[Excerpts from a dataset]

--- START ---

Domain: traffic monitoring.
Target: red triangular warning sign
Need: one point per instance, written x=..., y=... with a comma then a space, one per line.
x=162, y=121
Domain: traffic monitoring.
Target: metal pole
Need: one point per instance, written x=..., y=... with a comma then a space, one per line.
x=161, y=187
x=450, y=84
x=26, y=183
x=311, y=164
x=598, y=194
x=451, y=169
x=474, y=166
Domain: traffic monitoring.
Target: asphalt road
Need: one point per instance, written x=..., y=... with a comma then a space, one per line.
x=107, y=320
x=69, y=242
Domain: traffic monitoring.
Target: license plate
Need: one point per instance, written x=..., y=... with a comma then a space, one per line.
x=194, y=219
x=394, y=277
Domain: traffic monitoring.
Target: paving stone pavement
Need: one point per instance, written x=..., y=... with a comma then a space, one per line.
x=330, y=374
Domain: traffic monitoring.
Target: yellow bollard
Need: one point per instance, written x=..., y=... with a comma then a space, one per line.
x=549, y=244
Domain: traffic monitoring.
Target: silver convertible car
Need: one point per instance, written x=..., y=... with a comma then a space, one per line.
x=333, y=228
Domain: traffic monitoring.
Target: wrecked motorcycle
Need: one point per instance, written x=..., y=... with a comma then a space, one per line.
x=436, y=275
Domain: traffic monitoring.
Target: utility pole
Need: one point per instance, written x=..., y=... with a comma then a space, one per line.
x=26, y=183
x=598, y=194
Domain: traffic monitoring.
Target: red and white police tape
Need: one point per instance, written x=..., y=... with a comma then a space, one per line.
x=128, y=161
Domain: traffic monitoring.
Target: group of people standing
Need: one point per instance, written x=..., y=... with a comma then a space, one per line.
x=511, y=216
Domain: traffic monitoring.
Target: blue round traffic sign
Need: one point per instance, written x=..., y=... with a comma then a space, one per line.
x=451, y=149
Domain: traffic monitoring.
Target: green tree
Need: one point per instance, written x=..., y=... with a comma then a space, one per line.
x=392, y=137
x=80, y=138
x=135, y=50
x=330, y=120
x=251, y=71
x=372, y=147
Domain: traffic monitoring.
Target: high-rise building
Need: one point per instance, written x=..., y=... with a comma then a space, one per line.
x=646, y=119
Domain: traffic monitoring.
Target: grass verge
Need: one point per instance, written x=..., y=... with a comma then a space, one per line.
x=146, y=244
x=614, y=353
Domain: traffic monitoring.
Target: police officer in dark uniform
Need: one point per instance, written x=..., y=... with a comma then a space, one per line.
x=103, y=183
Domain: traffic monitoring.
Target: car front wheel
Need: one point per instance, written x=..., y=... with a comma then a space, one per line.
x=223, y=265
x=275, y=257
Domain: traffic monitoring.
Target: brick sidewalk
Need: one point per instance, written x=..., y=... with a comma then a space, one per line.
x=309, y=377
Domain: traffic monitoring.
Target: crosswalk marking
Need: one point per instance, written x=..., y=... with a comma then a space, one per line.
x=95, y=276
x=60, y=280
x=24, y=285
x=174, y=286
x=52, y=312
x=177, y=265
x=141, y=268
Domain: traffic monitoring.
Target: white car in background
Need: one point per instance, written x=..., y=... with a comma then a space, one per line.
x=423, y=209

--- END ---

▶ [DIRECTIONS FOR THIS TASK] Please write the data above out again, exactly the same.

▶ [WRITTEN RESPONSE]
Domain: traffic monitoring.
Target: red triangular warning sign
Need: one point per instance, written x=..., y=... with a comma then a space, one per line.
x=162, y=121
Domain: traffic monitoring.
Target: metal pole
Need: one point per instance, written x=..., y=... with a comma then a space, one per line.
x=161, y=187
x=450, y=84
x=26, y=183
x=311, y=164
x=598, y=194
x=451, y=169
x=474, y=166
Domain: traffic monitoring.
Target: asphalt road
Need: one point per instance, written x=..., y=... with a comma then a space, one per line.
x=107, y=320
x=69, y=242
Domain: traffic monitoring.
Target: license plate
Need: one point per instance, written x=..., y=... with a comma then a space, one per line.
x=194, y=219
x=394, y=277
Domain: traffic monitoring.
Target: paving stone pavement
Need: one point per instance, written x=..., y=... with a comma then a space, one per line.
x=330, y=374
Domain: traffic monitoring.
Target: yellow bollard
Need: one point per instance, written x=..., y=... with a comma then a space, one per line.
x=549, y=244
Domain: traffic monitoring.
Target: silver convertible car
Need: one point per instance, written x=..., y=... with a comma then a space, one per line.
x=333, y=228
Domain: traffic monitoring.
Target: wrecked motorcycle
Need: one point per instance, written x=..., y=... with a comma then a space, one per line.
x=436, y=275
Domain: traffic monitoring.
Target: utility pole
Need: one point per instance, written x=..., y=... with a comma then a space, one per line.
x=26, y=183
x=598, y=194
Domain: traffic monitoring.
Target: red and white police tape
Need: one point per instance, written x=..., y=... with a comma then a space, one per line.
x=128, y=161
Domain: traffic monitoring.
Target: group of people standing
Need: one point per instance, written x=..., y=... with a comma then a space, one per line.
x=511, y=216
Domain: traffic monitoring.
Target: blue round traffic sign
Need: one point per instance, written x=..., y=... with a comma then a space, one per line.
x=451, y=149
Domain: traffic monitoring.
Target: green tree
Need: one point per instance, written x=..., y=... with a comma then a space, one per line.
x=392, y=137
x=80, y=138
x=135, y=50
x=330, y=120
x=251, y=71
x=372, y=147
Domain: traffic monitoring.
Target: high-rise building
Need: one point per instance, written x=..., y=... with a comma then a space, one per line.
x=646, y=119
Domain: traffic monitoring.
Target: grass verge
Need: one point per instance, written x=..., y=... with a comma then a space, one per line.
x=146, y=244
x=614, y=353
Domain: traffic monitoring.
Target: police officer in dark uniform
Need: one point per instance, written x=..., y=... with a comma then a space, one per line.
x=103, y=183
Domain: traffic monitoring.
Target: car front wheel
Need: one point per instance, written x=..., y=... with a comma then a space, one per line.
x=223, y=265
x=275, y=257
Domain: traffic monitoring.
Target: brick sidewalk
Need: one point per instance, written x=..., y=... with a comma then a space, one per line.
x=309, y=377
Domain: traffic monitoring.
Target: crosswalk marking
Need: one point per instance, written x=..., y=... with a comma then a space, one per line.
x=95, y=276
x=60, y=280
x=24, y=285
x=174, y=286
x=52, y=312
x=177, y=265
x=141, y=268
Domain: traffic monitoring.
Target: white car in background
Need: one point per instance, written x=..., y=... with a comma then a space, one per line.
x=423, y=209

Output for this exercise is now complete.